Provided passage ▸

----

For our neighborhood, we (Julia Preston and Maya Costales) chose Patriarch Ponds. We visited the area a total of four times together over the course of the term. We chose Patriarch Ponds because we’d read about it in The Master and Margarita and we were curious what the area was like today in comparison to the 1940’s. Patriarch Ponds is a relatively small area, the name referencing a large man-made basin in the center of a park, surrounded by apartment buildings. The surrounding area contains more apartments, but also commercial buildings. There are restaurants and shops on the ground floor facing the square as well. The shops you’ll find in Patriarch Ponds are more upscale than you’ll find in most of Moscow, and almost seem designed to cater to wealthy Western tourists. During our first outing we quickly noticed how the neighborhood was peppered with luxury cars, designer fashion stores, and high end cafes. Walking around Patriarch Ponds, it felt as if we were twice outsiders because we were so recognizably foreign and not extremely wealthy.
The nearest metro stop to Patriarch Ponds is Mayakovskaya, about three blocks away, which opens onto another square, centered around a statue of the Soviet poet Vladimir Mayakovsky. Also flanking the square is the Tchaikovsky Theater and the Hotel Peking, both rather magnificent buildings. This further augments the sense of the Patriarch Ponds area as a artistically influenced, cultural place. The Bulgakov apartment museum is also on the way between the metro station and the pond, and the area around the pond contains several Master and Margarita-themed establishments such as Cafe Behemoth, named after the novel’s demonic black cat. Ironically, Bulgakov and Mayakovsky, who were contemporaries, loathed each other personally and in this neighborhood they are inseparable. A third, more neutral literary reference in the neighborhood is the statue of the Russian folklorist Krilov that is on the pond square, as well as several smaller statues showing scenes of cavorting animals from Russian fables. Each of these storybook shaped sculptures depicts a scene from one of his tales in relief, and in several places the dull brown of the metal has been polished to a mirror shine by the hands of visitors.

When I (Julia) visited the area to view the Victory Day parade with my Russian friend Katya, she told me about the rivalry between Mayakovsky and Bulgakov, as well as a lot of stories about the impact of Master and Margarita on the neighborhood. When the book was first circulating in samizdat (underground channels for banned books and other writings during the Soviet period), the Patriarch Ponds neighborhood was visited by floods of secretive tourists, cautiously investigating locales described in the book, while trying not to acknowledge that they’d read it too openly. Over the decades, as Master and Margarita has taken its place as a modern Russian classic, the modern-day design of the neighborhood has clearly embraced its literary history and Bulgakov-inspired tourists. The park around the pond even sports a sign telling visitors not to talk to strangers, cheekily referencing the arrival of Bulgakov’s ominous Woland in the area and the chaos that follows.

----

Provided material ▸
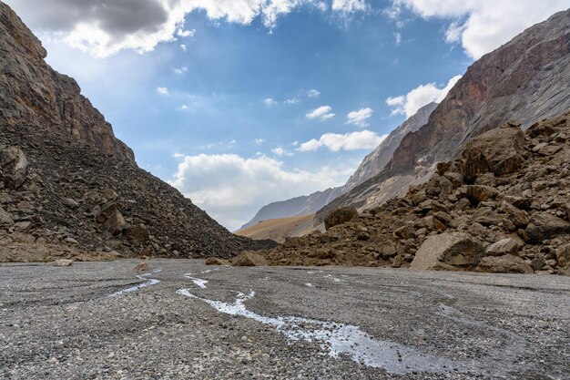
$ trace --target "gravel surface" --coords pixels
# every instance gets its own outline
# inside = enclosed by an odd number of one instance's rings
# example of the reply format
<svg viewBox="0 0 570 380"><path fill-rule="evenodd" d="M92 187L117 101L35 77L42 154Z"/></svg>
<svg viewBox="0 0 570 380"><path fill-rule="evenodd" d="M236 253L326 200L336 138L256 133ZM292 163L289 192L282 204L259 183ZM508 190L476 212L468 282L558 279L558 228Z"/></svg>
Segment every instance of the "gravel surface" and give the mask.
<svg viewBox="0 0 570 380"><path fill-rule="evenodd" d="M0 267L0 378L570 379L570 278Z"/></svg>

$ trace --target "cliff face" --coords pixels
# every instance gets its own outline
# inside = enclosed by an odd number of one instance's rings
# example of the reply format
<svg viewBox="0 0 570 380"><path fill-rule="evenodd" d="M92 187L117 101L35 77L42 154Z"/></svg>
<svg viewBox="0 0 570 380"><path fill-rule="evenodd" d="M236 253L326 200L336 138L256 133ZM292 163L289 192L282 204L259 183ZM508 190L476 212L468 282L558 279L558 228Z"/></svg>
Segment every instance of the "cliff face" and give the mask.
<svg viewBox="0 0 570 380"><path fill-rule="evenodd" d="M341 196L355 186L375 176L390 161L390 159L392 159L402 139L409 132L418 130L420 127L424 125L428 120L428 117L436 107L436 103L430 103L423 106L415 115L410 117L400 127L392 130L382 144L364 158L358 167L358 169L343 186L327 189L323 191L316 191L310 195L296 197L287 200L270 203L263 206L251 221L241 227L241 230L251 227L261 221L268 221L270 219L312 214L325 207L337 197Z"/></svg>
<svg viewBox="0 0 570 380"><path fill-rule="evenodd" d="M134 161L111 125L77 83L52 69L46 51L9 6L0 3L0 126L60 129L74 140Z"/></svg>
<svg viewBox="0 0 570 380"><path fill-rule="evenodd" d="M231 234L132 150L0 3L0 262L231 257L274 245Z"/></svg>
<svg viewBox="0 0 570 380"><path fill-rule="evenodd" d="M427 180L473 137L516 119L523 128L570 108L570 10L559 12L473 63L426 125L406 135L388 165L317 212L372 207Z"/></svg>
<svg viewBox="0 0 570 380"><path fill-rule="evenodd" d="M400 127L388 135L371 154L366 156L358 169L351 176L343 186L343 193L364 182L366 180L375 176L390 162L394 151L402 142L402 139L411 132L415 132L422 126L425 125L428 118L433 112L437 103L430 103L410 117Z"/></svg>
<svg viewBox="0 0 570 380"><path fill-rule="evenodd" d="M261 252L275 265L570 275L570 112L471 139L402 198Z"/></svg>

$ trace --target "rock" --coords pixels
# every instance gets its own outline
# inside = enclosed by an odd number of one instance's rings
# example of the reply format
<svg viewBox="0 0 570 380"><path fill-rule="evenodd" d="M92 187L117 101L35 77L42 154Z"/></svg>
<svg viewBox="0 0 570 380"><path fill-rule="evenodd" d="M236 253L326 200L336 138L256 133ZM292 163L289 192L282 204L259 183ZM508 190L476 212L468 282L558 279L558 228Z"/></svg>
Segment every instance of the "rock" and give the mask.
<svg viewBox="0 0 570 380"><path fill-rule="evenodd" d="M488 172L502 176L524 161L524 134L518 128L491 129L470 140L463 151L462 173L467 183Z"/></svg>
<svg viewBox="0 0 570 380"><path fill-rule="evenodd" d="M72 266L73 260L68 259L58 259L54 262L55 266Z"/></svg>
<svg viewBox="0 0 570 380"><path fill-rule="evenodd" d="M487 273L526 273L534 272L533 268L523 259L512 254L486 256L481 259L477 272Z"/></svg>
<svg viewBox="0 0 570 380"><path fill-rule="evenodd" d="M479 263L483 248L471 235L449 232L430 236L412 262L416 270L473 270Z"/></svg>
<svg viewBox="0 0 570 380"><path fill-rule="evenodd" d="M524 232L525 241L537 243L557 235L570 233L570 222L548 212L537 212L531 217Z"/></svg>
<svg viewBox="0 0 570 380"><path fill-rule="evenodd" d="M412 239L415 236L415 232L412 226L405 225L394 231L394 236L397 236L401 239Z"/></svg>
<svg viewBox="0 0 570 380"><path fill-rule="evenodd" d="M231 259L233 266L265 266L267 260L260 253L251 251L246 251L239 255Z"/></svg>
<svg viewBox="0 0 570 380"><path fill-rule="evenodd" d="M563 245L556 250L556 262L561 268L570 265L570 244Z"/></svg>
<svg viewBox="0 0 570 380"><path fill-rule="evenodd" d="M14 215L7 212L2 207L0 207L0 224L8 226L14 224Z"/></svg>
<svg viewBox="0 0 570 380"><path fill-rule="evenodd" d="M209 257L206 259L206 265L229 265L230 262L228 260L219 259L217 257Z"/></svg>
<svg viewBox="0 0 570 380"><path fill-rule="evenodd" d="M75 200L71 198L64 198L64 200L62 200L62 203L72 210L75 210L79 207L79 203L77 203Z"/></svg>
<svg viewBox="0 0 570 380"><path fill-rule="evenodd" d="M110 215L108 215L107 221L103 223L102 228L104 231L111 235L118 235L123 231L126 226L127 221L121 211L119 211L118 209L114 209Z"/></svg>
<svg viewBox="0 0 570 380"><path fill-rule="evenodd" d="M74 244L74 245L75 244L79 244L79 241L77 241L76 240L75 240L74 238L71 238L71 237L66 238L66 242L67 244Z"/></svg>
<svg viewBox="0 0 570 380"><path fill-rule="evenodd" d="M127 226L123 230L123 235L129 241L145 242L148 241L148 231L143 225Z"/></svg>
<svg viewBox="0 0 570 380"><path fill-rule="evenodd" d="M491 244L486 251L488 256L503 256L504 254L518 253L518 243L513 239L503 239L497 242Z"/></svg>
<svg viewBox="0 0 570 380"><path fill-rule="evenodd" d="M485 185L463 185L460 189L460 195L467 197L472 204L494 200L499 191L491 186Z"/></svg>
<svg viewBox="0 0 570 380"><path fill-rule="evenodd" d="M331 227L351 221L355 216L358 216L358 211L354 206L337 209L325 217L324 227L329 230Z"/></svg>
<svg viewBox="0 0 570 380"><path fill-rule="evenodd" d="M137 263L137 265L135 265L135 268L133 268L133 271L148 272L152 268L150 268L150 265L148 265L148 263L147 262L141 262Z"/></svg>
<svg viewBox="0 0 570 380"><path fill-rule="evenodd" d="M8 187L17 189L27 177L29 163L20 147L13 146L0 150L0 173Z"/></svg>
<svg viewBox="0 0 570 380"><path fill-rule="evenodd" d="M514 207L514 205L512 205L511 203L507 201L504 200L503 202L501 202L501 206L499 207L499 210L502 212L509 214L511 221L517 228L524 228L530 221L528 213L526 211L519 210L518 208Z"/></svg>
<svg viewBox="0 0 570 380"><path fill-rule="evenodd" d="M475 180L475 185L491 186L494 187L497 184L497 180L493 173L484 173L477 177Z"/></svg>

----

Task requirements ▸
**A)** In the Patriarch Ponds text, which metro stop is nearest to the ponds?
**B)** Summarize the Patriarch Ponds text in two sentences.
**C)** Carry the Patriarch Ponds text forward from its final sentence.

Your responses ▸
**A)** Mayakovskaya, about three blocks away.

**B)** The authors chose Patriarch Ponds after reading about it in The Master and Margarita and found an upscale area of apartments, luxury cars, designer stores and high-end cafes where they felt like outsiders. The neighborhood is full of literary references, including a Mayakovsky statue, the Bulgakov apartment museum, Master and Margarita-themed establishments and sculptures from Krilov's fables, and it has embraced the novel's history and the tourists it draws.

**C)**
This sign also, unfortunately, describes the attitude of many of Patriarch Ponds’ residents and native Moscow resident passers-by, who rebuffed our advances as we attempted to interview them for this project. While not everyone was in a hurry, groups of people sunning themselves by the pond also didn’t want to chat. While Patriarch Ponds gets a lot of visitors from other neighborhoods since it’s such a beautiful area, the residents themselves are quite a posh lot, since apartments in the area are quite expensive. Contrary to our first impression, the ultra high-end stores are not meant to cater to tourists specifically, however the area also is home to many ex-pats.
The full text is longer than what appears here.